[Goal of the exercise]: Set down the records once more, please, exactly and with the pictures left out.

Region outline entries

** Begin **

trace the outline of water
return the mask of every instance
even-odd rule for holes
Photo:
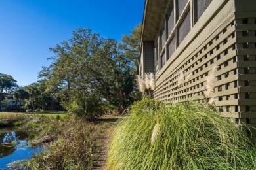
[[[0,169],[8,169],[8,163],[39,152],[41,146],[28,147],[27,139],[28,135],[22,131],[13,128],[0,129]]]

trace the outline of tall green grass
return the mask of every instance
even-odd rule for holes
[[[114,130],[107,169],[255,169],[255,144],[214,110],[195,102],[135,103]]]
[[[26,169],[88,169],[95,163],[100,130],[94,124],[70,116],[68,120],[43,127],[44,137],[54,138],[48,147],[20,167]],[[55,128],[54,128],[55,127]]]

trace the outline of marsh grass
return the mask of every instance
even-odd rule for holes
[[[114,129],[107,169],[253,169],[255,151],[244,131],[209,105],[145,97]]]
[[[51,128],[45,127],[41,133],[58,133],[56,139],[23,166],[28,169],[87,169],[91,167],[96,159],[95,150],[99,146],[99,128],[93,123],[85,122],[76,117],[56,124],[59,131],[55,129],[53,132],[54,126],[53,125]]]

** End **

[Answer to this exercise]:
trace the outline of water
return the mask of every instance
even-odd rule for holes
Photo:
[[[0,169],[8,169],[8,163],[39,152],[41,146],[28,147],[27,139],[28,135],[22,131],[13,128],[0,129]]]

trace the outline of tall green grass
return the mask of every instance
even-odd rule for holes
[[[114,130],[107,169],[255,169],[255,144],[214,110],[195,102],[135,103]]]
[[[26,169],[88,169],[95,163],[100,130],[94,124],[70,116],[68,120],[43,127],[44,137],[54,138],[48,147],[20,167]],[[55,128],[54,128],[55,127]]]

trace the outline of marsh grass
return the mask of every instance
even-odd rule for holes
[[[114,129],[107,169],[253,169],[255,151],[244,131],[209,105],[145,97]]]
[[[51,128],[45,127],[41,133],[58,133],[56,139],[23,166],[28,169],[87,169],[91,167],[96,159],[95,150],[99,146],[99,128],[93,123],[85,122],[76,117],[56,124],[59,131],[55,129],[53,132],[54,126],[53,125]]]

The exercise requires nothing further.